Artificial intelligence (AI) cannot replace teachers, but teachers need to improve their skills to be on a par with changing technology.
This was stated at a conference titled ‘Justuju: Rethink School Education with AI’ organised by the Shahwilayat Educational Trust at their School Campus 1 in Federal B Area. “Artificial Intelligence should be a thinking partner, not a thinking substitute, for students,” said Zafar Masud, president and CEO of the Bank of Punjab. He added that building cognitive depth was a slow work, and the use of AI should incrementally improve in teaching students, and must ideally be tailor-made to individual kids’ requirements to make it more effective and impactful.
He was speaking as the chief guest at the closing ceremony of ‘Justuju – Rethink School Education with AI’ organised on Saturday, February 7. Thought-provoking panel discussions took place on challenges and opportunities in using AI Learning Tools and Ethics and Boundaries in AI Use, with a demonstrative presentation, ‘From Chalk to AI: How Teachers Can Use AI to Teach Smarter’, on using various AI tools in school education.

§

▸ What to do: Write the next part of the news report on the conference about AI in school education, starting after its final sentence.

§

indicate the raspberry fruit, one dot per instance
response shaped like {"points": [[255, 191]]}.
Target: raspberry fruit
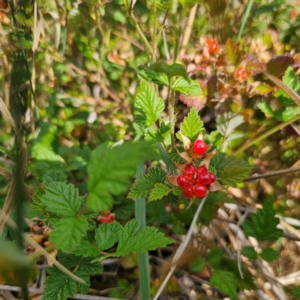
{"points": [[200, 190], [188, 191], [183, 180], [106, 219], [189, 169], [199, 147], [240, 73]]}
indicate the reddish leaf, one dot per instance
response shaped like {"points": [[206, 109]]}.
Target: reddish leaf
{"points": [[253, 65]]}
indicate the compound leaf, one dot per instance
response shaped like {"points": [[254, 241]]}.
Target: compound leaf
{"points": [[149, 102], [263, 224], [110, 171], [160, 190], [107, 234], [68, 232], [191, 125]]}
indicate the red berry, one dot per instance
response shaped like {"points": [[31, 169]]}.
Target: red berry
{"points": [[188, 191], [189, 169], [204, 178], [183, 180], [214, 48], [199, 147], [106, 219], [200, 190], [212, 177], [210, 41]]}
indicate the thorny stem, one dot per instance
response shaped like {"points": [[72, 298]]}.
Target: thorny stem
{"points": [[266, 134]]}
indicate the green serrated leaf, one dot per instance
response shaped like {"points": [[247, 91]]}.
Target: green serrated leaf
{"points": [[263, 224], [149, 102], [58, 286], [62, 199], [110, 171], [147, 239], [269, 254], [197, 264], [160, 190], [229, 169], [145, 183], [225, 282], [249, 252], [191, 125], [187, 87], [296, 292], [68, 232], [107, 234]]}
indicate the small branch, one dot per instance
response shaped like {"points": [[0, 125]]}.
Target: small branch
{"points": [[275, 173]]}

§

▸ Expected answer:
Professor Farid F Panjwani, dean of the Institute for Educational Development at the Aga Khan University, stated in his keynote address that the context of using AI needed to be clearly comprehended especially in this day and age. “A better world is possible if we take the road less travelled: think of technology as a social practice, recognise that the social context shapes the impact of technology.”
Former senator and federal minister Javed Jabbar pointed out the disparities that existed in education, especially towards women who constituted 48 per cent of the population. Dr Kamran Ahsan said that children’s cognitive abilities must be augmented. He said students must ask questions and their curiosity must not be hampered to build the cognitive faculties of students.
Opportunities, he added, could become challenges if they were not addressed in time. He said AI was a concept of 1950s, but then there was no speed as there was today through the internet.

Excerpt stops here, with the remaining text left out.